* [Request] Working from the material below, print the lines from the line holding "Please place a dot on the gray upholstered" through its final line, inclusive, exactly and with nothing else; pictures are excluded.

* [Information shown]
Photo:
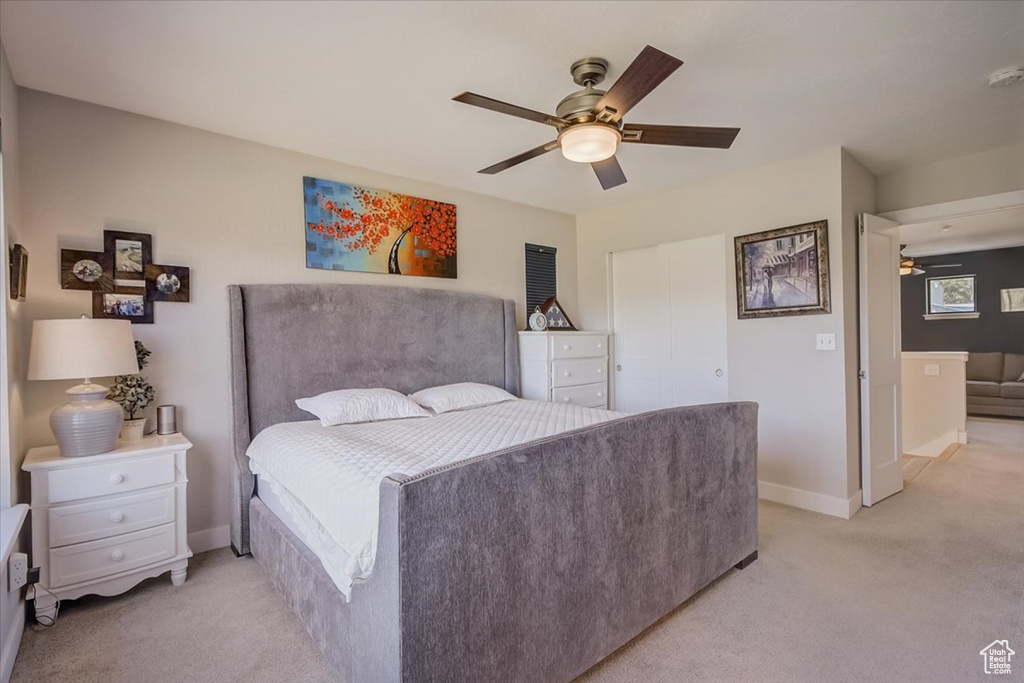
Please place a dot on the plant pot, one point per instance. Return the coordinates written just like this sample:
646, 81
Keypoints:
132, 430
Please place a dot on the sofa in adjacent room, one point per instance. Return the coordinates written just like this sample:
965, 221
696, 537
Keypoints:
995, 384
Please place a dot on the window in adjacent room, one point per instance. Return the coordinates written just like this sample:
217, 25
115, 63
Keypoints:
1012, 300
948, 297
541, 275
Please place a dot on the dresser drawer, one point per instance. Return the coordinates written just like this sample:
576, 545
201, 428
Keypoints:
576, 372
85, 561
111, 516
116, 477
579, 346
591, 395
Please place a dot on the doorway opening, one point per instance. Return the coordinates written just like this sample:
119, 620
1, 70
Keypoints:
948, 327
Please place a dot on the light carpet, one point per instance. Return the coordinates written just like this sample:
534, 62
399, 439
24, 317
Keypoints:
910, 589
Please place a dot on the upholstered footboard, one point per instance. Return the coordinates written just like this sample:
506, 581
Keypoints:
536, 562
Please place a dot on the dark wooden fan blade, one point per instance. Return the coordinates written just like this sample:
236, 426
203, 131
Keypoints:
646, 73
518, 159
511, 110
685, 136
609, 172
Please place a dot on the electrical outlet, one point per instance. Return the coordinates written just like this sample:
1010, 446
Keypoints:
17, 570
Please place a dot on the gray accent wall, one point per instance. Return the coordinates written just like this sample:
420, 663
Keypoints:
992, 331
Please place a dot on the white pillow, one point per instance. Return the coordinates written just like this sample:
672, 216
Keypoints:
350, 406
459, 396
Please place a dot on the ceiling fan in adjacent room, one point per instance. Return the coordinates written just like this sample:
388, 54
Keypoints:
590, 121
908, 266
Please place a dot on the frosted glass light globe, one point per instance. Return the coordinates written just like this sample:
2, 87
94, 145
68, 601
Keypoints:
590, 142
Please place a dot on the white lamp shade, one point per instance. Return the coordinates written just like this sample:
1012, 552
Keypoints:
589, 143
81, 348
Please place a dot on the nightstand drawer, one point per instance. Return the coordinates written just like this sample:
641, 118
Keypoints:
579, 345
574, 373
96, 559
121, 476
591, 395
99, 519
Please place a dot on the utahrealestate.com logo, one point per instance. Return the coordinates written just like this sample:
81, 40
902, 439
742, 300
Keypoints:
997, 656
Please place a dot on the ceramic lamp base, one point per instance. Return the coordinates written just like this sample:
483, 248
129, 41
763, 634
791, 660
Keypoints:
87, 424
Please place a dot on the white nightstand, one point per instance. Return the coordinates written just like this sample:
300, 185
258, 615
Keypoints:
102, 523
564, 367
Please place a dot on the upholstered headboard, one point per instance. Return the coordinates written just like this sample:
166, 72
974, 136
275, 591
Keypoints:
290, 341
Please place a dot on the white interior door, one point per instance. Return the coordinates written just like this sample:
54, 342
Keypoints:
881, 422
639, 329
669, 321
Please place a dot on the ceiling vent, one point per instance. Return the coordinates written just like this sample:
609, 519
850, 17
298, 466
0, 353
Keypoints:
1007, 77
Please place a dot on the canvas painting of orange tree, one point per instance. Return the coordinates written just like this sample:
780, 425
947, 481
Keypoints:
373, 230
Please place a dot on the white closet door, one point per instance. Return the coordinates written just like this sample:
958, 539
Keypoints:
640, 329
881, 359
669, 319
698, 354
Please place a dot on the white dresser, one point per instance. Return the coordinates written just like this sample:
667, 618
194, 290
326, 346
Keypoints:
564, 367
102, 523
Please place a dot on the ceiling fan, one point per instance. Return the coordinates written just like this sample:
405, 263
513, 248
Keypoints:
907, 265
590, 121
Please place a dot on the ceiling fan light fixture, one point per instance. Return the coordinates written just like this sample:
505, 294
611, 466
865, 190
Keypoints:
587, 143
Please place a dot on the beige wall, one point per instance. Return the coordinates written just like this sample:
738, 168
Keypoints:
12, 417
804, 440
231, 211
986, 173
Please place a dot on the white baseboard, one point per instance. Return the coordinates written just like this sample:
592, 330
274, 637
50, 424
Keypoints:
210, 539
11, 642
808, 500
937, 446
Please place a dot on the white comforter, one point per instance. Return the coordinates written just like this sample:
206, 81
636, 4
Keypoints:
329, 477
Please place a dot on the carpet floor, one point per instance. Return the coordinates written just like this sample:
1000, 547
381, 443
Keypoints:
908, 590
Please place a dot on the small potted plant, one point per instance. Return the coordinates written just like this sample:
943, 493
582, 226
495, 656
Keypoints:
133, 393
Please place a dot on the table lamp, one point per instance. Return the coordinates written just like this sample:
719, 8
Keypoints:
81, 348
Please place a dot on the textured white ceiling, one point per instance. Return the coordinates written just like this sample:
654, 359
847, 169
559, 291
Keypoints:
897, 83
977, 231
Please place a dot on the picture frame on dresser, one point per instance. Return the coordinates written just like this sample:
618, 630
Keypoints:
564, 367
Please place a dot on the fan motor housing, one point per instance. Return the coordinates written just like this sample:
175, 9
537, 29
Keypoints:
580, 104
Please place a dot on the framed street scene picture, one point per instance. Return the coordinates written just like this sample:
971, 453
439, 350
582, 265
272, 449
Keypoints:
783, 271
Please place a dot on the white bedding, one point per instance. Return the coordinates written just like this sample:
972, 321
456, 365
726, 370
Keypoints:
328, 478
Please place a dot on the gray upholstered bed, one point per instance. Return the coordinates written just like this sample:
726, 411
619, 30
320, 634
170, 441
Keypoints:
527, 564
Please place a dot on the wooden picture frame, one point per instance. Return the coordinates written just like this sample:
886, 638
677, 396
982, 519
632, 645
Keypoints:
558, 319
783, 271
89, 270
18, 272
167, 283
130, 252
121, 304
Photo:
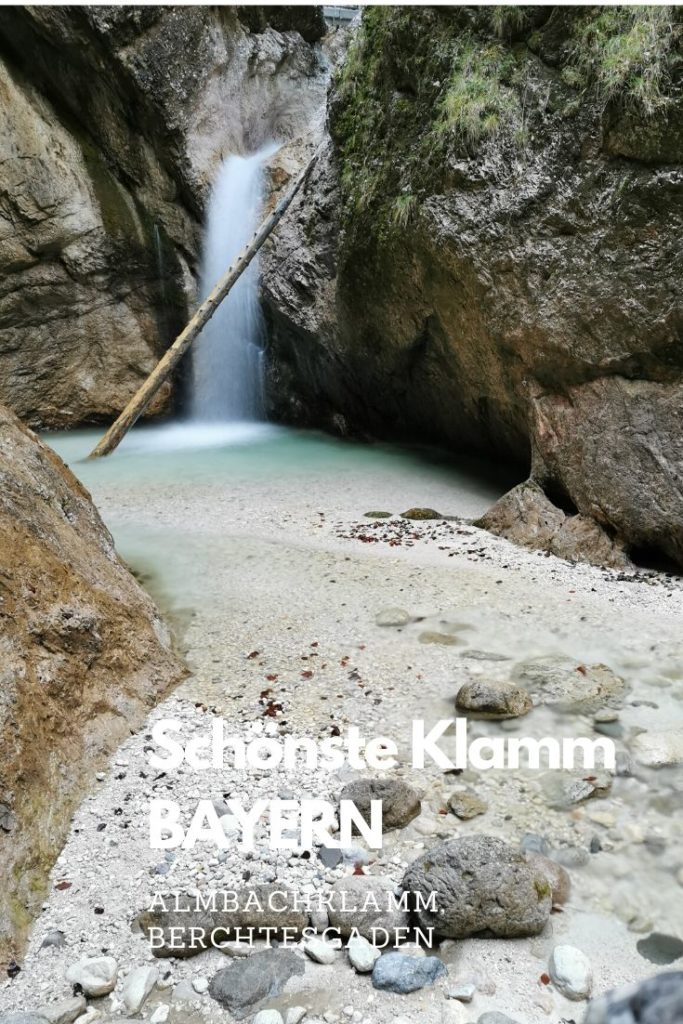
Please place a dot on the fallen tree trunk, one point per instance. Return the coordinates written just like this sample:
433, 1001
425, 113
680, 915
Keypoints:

* [Solution for this exercise]
Please place a dot on the gray upholstered bed, one point per instance. Return the coordinates written just like this sample:
726, 411
619, 30
320, 634
170, 441
Keypoints:
527, 564
Please place a dot on the wooden picture frame, one point per instance. Return the coordinates written just like this sample:
886, 638
677, 396
982, 519
632, 645
Keypoints:
558, 319
783, 271
89, 270
18, 272
167, 283
130, 252
121, 304
Photo:
Please place a dot on the fallen tree trunk, one point per instance. Return the coordinates written just like this sample:
433, 1001
425, 113
680, 915
Keypoints:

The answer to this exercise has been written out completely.